**Data supplied**.
********************
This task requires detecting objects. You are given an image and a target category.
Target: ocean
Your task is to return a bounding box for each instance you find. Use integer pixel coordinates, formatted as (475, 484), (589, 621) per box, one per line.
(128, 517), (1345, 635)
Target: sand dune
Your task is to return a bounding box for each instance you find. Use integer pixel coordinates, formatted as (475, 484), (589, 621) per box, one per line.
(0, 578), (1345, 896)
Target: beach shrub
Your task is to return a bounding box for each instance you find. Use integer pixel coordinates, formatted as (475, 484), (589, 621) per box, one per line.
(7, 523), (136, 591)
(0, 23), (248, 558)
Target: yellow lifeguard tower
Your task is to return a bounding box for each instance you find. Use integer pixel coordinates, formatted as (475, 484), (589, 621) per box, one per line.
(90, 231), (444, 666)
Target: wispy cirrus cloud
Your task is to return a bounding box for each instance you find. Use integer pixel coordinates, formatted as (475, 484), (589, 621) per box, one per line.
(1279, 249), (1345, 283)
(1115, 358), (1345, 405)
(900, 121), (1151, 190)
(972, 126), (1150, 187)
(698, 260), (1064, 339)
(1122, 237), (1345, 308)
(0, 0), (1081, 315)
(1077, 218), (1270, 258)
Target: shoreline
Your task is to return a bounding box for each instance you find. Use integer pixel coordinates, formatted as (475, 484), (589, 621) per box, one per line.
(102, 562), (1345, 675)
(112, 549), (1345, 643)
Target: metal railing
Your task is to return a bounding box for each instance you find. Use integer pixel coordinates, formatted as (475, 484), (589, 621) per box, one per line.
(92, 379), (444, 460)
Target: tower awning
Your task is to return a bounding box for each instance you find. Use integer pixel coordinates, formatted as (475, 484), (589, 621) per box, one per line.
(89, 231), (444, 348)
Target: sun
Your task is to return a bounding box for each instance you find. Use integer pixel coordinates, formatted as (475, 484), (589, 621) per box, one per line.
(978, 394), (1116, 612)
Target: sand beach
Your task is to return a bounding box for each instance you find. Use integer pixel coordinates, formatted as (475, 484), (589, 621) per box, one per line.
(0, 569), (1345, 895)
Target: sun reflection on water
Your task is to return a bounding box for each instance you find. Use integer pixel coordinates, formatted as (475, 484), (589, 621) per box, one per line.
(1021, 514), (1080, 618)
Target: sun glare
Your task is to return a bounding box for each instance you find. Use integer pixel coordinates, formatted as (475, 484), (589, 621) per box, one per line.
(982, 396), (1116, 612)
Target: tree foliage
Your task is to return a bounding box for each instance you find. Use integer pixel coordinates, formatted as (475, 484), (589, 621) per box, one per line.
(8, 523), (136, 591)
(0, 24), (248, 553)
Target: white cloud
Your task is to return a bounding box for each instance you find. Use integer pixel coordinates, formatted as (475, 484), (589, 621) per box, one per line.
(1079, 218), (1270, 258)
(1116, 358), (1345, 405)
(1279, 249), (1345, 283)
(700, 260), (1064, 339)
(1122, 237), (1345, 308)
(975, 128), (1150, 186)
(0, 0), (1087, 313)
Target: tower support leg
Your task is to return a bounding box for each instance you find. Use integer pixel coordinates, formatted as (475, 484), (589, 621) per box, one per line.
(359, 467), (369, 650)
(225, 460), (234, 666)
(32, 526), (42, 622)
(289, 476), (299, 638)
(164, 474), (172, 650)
********************
**Exercise instructions**. Return the data lines without changes, starting at the line that contains "Target: white cloud" and stopping after the line that contains "(0, 0), (1087, 313)".

**Task result**.
Target: white cloud
Your task is to return a bounding box for each instance you find. Use integer pixel coordinates, formatted as (475, 484), (589, 621) per box, one per line.
(1079, 218), (1270, 258)
(1116, 358), (1345, 405)
(1279, 249), (1345, 283)
(700, 260), (1064, 339)
(1122, 237), (1345, 308)
(975, 128), (1150, 186)
(0, 0), (1087, 313)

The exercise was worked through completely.